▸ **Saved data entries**

╭──

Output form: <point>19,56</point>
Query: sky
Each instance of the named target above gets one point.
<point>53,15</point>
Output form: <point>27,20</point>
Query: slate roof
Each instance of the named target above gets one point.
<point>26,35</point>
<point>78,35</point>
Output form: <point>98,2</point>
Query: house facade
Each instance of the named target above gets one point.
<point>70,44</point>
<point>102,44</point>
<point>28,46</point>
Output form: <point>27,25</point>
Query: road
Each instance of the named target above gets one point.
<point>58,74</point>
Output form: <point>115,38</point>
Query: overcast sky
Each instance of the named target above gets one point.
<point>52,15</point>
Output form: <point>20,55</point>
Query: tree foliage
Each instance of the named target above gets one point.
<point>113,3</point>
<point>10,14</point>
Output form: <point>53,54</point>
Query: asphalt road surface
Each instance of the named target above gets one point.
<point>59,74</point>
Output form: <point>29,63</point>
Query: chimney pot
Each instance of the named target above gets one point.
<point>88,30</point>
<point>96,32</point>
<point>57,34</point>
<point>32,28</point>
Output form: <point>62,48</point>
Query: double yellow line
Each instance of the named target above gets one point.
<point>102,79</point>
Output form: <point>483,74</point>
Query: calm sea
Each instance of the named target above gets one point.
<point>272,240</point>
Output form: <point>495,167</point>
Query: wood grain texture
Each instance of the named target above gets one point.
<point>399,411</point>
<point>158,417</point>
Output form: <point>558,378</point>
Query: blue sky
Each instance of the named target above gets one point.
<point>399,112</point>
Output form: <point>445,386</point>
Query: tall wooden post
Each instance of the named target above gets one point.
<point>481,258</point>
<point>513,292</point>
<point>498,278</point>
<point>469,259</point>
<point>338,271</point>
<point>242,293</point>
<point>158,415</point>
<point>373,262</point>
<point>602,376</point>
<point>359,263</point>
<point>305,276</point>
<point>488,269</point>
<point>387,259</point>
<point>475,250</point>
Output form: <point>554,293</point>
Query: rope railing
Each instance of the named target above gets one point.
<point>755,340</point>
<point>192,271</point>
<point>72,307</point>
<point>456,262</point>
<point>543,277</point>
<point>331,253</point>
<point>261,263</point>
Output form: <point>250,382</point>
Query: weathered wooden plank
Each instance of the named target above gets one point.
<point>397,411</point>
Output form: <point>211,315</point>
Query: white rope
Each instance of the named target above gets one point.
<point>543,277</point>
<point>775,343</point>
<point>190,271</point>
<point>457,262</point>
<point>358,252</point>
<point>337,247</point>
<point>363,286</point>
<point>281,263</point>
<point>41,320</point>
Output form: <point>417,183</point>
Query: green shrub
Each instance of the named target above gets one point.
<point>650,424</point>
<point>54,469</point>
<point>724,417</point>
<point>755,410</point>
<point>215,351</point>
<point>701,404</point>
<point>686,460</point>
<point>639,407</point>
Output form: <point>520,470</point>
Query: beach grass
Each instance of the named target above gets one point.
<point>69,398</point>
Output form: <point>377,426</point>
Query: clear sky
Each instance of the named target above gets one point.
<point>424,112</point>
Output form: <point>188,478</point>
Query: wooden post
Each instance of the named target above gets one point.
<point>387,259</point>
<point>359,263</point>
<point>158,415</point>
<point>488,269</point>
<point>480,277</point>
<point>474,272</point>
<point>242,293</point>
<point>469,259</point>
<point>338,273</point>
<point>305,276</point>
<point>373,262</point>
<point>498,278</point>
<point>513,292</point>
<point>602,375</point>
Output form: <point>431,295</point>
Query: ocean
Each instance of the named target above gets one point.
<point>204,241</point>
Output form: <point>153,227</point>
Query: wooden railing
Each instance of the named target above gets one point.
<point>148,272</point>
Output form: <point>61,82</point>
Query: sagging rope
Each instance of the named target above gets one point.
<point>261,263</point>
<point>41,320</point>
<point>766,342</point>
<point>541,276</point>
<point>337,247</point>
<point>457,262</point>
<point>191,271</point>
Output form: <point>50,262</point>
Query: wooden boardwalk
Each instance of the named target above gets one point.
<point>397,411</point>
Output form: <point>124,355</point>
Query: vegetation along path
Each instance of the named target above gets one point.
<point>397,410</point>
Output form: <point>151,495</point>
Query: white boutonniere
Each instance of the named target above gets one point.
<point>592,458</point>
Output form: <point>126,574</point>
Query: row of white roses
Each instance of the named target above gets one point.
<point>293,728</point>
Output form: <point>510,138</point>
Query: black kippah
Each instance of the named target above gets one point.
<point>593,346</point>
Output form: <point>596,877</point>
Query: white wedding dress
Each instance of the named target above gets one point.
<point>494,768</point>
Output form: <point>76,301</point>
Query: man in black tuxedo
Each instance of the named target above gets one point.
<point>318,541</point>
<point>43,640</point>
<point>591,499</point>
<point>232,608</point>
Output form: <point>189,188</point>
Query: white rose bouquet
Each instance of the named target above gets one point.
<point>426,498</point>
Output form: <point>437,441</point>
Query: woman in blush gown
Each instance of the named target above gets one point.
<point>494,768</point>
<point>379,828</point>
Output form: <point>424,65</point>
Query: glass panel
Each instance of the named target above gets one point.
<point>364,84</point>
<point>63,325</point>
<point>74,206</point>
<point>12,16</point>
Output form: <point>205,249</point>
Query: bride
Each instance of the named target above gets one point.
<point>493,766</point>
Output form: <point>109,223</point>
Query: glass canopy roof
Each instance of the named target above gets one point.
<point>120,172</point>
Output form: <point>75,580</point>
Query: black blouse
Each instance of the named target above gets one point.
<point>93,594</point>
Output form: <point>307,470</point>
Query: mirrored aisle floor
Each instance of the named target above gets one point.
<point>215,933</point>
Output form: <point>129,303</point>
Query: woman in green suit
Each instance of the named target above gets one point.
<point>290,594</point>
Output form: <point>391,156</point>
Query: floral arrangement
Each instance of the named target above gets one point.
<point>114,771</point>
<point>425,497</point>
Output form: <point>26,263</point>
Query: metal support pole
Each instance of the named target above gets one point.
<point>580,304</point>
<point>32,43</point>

╰──

▸ **Exercise details**
If a line above contains the string "post", count it, then give the total and nothing else.

▸ **Response to this task**
2